*GIVEN TEXT*:
Engaging multimodal human-robot interaction to teach a robot unknown objects requires significant multidisciplinary efforts, which we will discuss in this section. From

augmented reality in robotics, and
previous applications of eye tracking in the context of computer vision, to
unknown object detection, to
how robots learn and
collaborate with humans.

2.1 Augmented Reality in Robotics

With the increasing popularity of augmented reality devices, industrial applications and research also expanded [25]. Especially the combination of AR, with robotic-assisted surgeries showed potential [32], as the human remains in control via AR, but can take advantage of the precision and consistency of the robots [44]. In terms of robot control and path planning, [18] controlled an industrial robot arm in pick-and-place tasks using an AR device and [34] designed an AR interface to plan, preview and execute the trajectory of a robot arm. In multi-agent systems, AR has also been used for visual feedback [47] and remote control [35] of robot swarms. Enhancing the perception of the real world through AR has thus proven to be an appealing way to communicate with robots.

2.2 Eye Tracking and Computer Vision

Eye tracking has also become an important tool in both research and industry [16]. For this reason, [16] developed an eye tracking software that works on mobile devices such as mobile phones or tablets and does not require any sensors other than a camera. The authors of [31], analyzed the mobile 3D eye tracking data using computer vision (and augmented reality). This involved tracking 3D markers and aligning them with virtual proxies. In [43], the class of objects was identified by matching the features of known objects with features in the neighborhood of human fixations. However, this required the object to appear in the database previously created specifically for this purpose, and it was also not possible to make statements about the position of the objects. Nevertheless, eye tracking data can help to improve the performance of segmentation algorithms [28]. Thus, in [30], fixations were used to train a model to annotate object locations, and in [50] gaze was incorporated into the segmentation process of a point cloud. Here in turn, in both cases it was not possible to make a statement about the object classes.

2.3 Unknown Object Detection

The problem of unknown object detection was also addressed using eye tracking in [51]. In this work, the number of candidate bounding boxes of a region proposal method was significantly reduced, but a classification was not possible. Using heat maps instead of scene frames, [49] categorized video segments based on whether a person was looking at an object and determined the parameters of the associated bounding box. The detected objects were all unknown, but again the classes were not determined. The authors of [13] addressed the problem of unknown object detection using a one-class support vector machine. Since the learning process was incremental, multiple robots were involved, connected to each other via a cloud-based station where all the processing took place. In this approach, unknown objects were only identified as unknown without adding the class information to the learning process. The purpose was to filter the unknown objects from the classified objects and forward only known objects in order to avoid sending incorrect information to the robots. In another recent work, [20] proposed to exploit additional predictions of semantic segmentation models and quantify the uncertainty of the proposed segmentations. Again, the classification task was binary and only the categories known and unknown were determined without eventually learning the objects.

2.4 Teaching of Robots and Machines

Robots are employed in a wide range of applications, especially in industry. These include teaching assembly tasks [48], where the robot learns from human demonstration: First the robot observes the human, then it imitates the human’s movements. A different way of learning through user interaction is proposed in [10]. In this approach, natural language is used to explain to the robot, which tasks it should perform. One such typical task is grasping objects. Solving this challenge is part of current research such as [14], where an object detection approach was used to learn good grasping poses. Data driven approaches, as stated in [3], are often addressed by providing training data in form of labeled examples, by trial-and-error, or through human demonstration. This means that communication between human and robot is also important here for a flexible learning progress without prior offline data generation.

*ROWS*:
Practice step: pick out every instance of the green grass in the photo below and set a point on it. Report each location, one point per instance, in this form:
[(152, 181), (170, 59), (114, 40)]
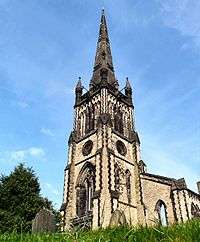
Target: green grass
[(187, 232)]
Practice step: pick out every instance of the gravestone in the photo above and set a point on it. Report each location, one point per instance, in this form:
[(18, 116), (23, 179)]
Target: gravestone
[(118, 218), (44, 222)]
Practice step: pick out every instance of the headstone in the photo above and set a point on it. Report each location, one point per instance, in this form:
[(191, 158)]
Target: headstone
[(44, 222), (118, 218)]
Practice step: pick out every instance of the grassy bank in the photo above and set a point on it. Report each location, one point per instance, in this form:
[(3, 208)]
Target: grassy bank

*PROBLEMS AND TASKS*:
A – Answer these questions about the related-work text on teaching robots unknown objects above, one answer per line:
(i) What did the AR interface designed in [34] allow for a robot arm's trajectory?
(ii) Besides a camera, how many other sensors does the eye tracking software from [16] require?
(iii) What method did the authors of [13] use to address unknown object detection?
B – Please carry on with the related-work text on teaching robots unknown objects, starting after its last sentence.

*ANSWERS FOR THE EXERCISE*:
A –
(i) It allowed the trajectory to be planned, previewed and executed.
(ii) None.
(iii) A one-class support vector machine.

B –
2.5 Joint Attention in Collaborative Settings

Teaching in collaborative scenarios between human and robot has been investigated by [17] and [8], among others. In [17], natural language context for one-shot learning of visual objects has been used to enable a robot to recognize a described object. In this proof of concept, however, the objects had to be unambiguously distinguishable by color or spatial relationships, and the component parts also had to be uniquely describable by linguistic expressions. In [8], a teaching system for object categorization was proposed. This system allowed the user to visualize the intermediate states of categorization, that is, to which category the robot would assign an object. Through interaction, the categorization could be improved and corrected, but all objects had to be marked with AR markers in order to be recognized at all. In combination with picking tasks, [45] and [5] also taught a robot new objects. In both cases, however, exactly the same objects of each class were used for both training and testing, which positively biases the results. We use several different objects per class, which is more in line with real-world conditions.

In this work, we combine the different research areas of eye tracking and AR for a simple and natural interaction between robot and human to jointly solve a computer vision problem.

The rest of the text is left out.